The tasks.
[1] In the squadron passage, what shot down Flying Officer A.G. Borland on Christmas Day in 1944?
[2] Transcribe the squadron passage word for word, from "There are two" to "speak perfect English.".

Excerpted passage.
Start
There are two very interesting and mysterious reports in the 416 logs. On Christmas Day in 1944 Flying Officer A.G. Borland was shot down by an American P-47 Thunderbolt with USAAF markings. Then on March 31, 1945 a lone American P-51 Mustang also with proper USAAF markings approached the squadron and open fired on two Spitfires and both went down although both pilots managed to bail out and survived. It seems almost impossible not to recognize the profile of the iconic Spitfire or have it resemble any German fighter. And how can you miss the large RCAF roundels on the fuselage and wings? This was likely the work of the KG200, a Luftwaffe special operations unit that flew captured Allied aircraft for covert missions with German pilots that could also speak perfect English.
Fortunately Chuck Darrow had what some people referred to as a good war. As oxymoronic as that appears, it was true for many. The war rescued a whole generation of men from the misery and hopelessness of the Great Depression, fed them, trained them with new skills and gave the greatest generation a chance to reap the rewards of a radically industrialized post war Canada. Darrow had survived but not unscathed. He did have to crash land one of the squadron’s brand new Mark XVIs because of a runaway engine and inhaled a lot of smoke while crawling out of the flaming wreckage. I think his real personality surfaced with the war’s end as he was prepared to enjoy life to the fullest. Darrow and a friend were joy flying a captured Blucher 181 when he spied a German farmer shaking a fist in a universal gesture of profanity. He decided to buzz the field at low altitude to correct the farmer’s attitude but on pulling up realized he was about to hit some power lines and managed to fly just under them but clipping the top of the tail off. After being properly disciplined by the Squadron Leader he set off on in another Blucher to get a new tail but ran out of fuel and made a force landing on a narrow Dutch road leaping over several startled Jeeps and coming to a stop just before colliding with a large truck!
End
Dataset excerpt.
Start
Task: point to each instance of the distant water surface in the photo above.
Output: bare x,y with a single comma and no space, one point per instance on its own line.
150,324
End
Response list.
[1] An American P-47 Thunderbolt with USAAF markings.

[2]
There are two very interesting and mysterious reports in the 416 logs. On Christmas Day in 1944 Flying Officer A.G. Borland was shot down by an American P-47 Thunderbolt with USAAF markings. Then on March 31, 1945 a lone American P-51 Mustang also with proper USAAF markings approached the squadron and open fired on two Spitfires and both went down although both pilots managed to bail out and survived. It seems almost impossible not to recognize the profile of the iconic Spitfire or have it resemble any German fighter. And how can you miss the large RCAF roundels on the fuselage and wings? This was likely the work of the KG200, a Luftwaffe special operations unit that flew captured Allied aircraft for covert missions with German pilots that could also speak perfect English.